* GOAL OF THE EXERCISE *
From the entries that follow, copy each line containing the word "below".

**** SUPPLIED INFORMATION

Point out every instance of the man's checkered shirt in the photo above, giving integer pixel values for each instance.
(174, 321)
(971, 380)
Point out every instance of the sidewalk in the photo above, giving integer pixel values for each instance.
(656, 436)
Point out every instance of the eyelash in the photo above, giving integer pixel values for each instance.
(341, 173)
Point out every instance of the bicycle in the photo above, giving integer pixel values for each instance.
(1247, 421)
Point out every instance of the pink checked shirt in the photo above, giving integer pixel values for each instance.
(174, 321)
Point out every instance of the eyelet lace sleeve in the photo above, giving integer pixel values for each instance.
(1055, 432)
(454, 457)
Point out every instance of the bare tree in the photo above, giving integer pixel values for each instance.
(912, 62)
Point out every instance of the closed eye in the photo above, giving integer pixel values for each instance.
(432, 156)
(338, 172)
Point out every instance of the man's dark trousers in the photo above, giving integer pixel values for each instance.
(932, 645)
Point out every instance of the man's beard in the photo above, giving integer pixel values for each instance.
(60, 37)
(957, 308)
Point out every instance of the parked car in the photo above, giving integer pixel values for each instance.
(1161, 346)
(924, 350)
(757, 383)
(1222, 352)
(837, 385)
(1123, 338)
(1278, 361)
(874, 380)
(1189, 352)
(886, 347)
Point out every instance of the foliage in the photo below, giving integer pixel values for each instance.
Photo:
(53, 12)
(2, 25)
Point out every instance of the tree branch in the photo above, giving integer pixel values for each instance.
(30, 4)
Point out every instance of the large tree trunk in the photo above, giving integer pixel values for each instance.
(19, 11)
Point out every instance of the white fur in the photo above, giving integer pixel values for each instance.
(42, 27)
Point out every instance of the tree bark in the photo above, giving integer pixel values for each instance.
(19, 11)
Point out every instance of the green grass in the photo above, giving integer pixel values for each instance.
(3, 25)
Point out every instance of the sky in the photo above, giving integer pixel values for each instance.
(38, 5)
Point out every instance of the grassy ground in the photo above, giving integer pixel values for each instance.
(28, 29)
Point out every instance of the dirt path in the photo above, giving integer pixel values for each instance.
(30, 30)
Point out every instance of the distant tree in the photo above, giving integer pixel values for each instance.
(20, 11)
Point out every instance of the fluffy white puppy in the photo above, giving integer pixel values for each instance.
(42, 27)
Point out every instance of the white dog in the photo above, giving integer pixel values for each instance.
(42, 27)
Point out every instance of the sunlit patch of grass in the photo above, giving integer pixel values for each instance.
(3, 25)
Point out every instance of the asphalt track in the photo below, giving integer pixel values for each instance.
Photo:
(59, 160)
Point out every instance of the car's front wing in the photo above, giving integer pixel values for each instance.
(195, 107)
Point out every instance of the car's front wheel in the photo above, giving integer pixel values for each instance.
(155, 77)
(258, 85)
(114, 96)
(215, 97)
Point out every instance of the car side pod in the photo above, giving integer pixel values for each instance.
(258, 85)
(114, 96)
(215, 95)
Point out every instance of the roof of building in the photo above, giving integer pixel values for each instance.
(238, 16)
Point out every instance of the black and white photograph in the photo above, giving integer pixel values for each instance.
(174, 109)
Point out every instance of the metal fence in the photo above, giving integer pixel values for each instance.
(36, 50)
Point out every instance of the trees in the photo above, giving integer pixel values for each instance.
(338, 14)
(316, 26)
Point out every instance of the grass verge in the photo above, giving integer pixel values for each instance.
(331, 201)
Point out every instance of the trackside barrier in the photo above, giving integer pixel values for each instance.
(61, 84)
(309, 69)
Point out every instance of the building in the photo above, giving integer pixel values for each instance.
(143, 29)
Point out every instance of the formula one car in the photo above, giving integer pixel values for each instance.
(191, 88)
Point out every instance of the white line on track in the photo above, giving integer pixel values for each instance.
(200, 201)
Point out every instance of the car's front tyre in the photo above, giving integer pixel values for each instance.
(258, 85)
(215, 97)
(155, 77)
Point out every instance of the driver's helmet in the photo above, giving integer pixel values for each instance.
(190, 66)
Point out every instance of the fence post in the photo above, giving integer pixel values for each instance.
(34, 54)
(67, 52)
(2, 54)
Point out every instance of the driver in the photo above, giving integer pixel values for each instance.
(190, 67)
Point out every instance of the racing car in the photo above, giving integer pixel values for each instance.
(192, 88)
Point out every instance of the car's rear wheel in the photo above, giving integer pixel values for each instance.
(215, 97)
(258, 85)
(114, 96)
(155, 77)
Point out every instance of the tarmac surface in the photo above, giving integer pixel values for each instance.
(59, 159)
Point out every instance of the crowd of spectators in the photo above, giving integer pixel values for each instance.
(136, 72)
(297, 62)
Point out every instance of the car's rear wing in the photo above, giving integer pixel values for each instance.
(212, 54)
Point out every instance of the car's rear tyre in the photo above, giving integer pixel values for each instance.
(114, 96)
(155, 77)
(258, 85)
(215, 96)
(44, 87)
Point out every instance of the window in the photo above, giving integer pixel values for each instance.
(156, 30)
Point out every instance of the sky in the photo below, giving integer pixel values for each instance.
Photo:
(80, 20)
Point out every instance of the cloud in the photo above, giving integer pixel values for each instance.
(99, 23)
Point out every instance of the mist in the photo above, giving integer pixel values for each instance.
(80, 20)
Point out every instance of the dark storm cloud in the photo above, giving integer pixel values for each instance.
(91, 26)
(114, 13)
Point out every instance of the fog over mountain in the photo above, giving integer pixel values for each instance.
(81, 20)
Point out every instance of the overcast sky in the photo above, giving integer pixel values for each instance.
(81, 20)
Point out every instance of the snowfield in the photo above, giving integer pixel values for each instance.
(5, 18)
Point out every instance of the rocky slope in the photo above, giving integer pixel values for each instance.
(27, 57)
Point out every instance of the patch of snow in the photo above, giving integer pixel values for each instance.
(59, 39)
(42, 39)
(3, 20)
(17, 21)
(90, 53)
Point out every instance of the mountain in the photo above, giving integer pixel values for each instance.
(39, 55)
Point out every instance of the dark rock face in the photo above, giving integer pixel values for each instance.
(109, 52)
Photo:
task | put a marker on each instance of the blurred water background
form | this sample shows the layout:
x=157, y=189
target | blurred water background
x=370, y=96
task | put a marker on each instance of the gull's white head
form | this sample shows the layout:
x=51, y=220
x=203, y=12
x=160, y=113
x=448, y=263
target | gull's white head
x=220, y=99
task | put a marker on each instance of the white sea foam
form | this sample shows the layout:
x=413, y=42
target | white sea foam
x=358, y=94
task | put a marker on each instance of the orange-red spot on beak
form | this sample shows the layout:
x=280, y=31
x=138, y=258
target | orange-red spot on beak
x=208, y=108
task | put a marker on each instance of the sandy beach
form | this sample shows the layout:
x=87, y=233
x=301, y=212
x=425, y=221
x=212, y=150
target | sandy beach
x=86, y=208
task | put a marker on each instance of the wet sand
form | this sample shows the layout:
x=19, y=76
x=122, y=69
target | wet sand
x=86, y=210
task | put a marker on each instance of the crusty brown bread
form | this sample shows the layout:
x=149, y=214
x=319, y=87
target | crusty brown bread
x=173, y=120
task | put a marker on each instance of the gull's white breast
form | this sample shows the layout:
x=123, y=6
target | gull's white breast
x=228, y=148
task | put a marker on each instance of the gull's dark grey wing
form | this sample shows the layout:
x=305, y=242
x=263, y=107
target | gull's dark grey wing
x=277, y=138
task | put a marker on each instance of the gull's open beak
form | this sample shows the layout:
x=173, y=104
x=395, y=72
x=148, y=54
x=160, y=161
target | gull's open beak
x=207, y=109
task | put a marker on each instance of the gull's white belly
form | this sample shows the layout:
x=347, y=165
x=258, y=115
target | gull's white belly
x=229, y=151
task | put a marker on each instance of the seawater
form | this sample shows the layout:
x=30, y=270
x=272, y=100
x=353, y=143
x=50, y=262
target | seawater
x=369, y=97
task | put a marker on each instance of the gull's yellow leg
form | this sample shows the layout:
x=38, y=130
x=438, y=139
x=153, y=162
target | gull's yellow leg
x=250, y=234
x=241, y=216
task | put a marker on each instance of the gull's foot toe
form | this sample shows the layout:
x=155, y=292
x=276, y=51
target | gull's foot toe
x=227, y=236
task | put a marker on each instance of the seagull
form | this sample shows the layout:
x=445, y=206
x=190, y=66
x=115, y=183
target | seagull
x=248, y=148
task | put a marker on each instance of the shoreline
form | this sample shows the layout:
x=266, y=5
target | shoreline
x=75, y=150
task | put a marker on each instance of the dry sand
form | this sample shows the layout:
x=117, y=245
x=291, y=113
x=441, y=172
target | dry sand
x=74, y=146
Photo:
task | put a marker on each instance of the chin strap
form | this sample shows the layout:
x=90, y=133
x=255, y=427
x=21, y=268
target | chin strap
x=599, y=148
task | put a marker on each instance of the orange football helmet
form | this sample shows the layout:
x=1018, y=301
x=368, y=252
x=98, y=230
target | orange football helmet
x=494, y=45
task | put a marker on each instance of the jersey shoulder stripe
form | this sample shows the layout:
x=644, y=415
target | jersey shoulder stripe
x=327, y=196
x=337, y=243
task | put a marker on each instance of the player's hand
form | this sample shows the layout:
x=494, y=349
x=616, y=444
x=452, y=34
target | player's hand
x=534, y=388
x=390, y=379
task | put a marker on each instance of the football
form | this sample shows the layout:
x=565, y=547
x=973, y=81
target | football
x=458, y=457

********

* WRITTEN ANSWER *
Point out every instance of the foliage in the photo below, giving integer pixel values for each instance.
Point out every instance of the asphalt track in the photo below, giving integer pixel values for each instance.
Point out every instance of the sky in the photo below, giving integer pixel values for each instance.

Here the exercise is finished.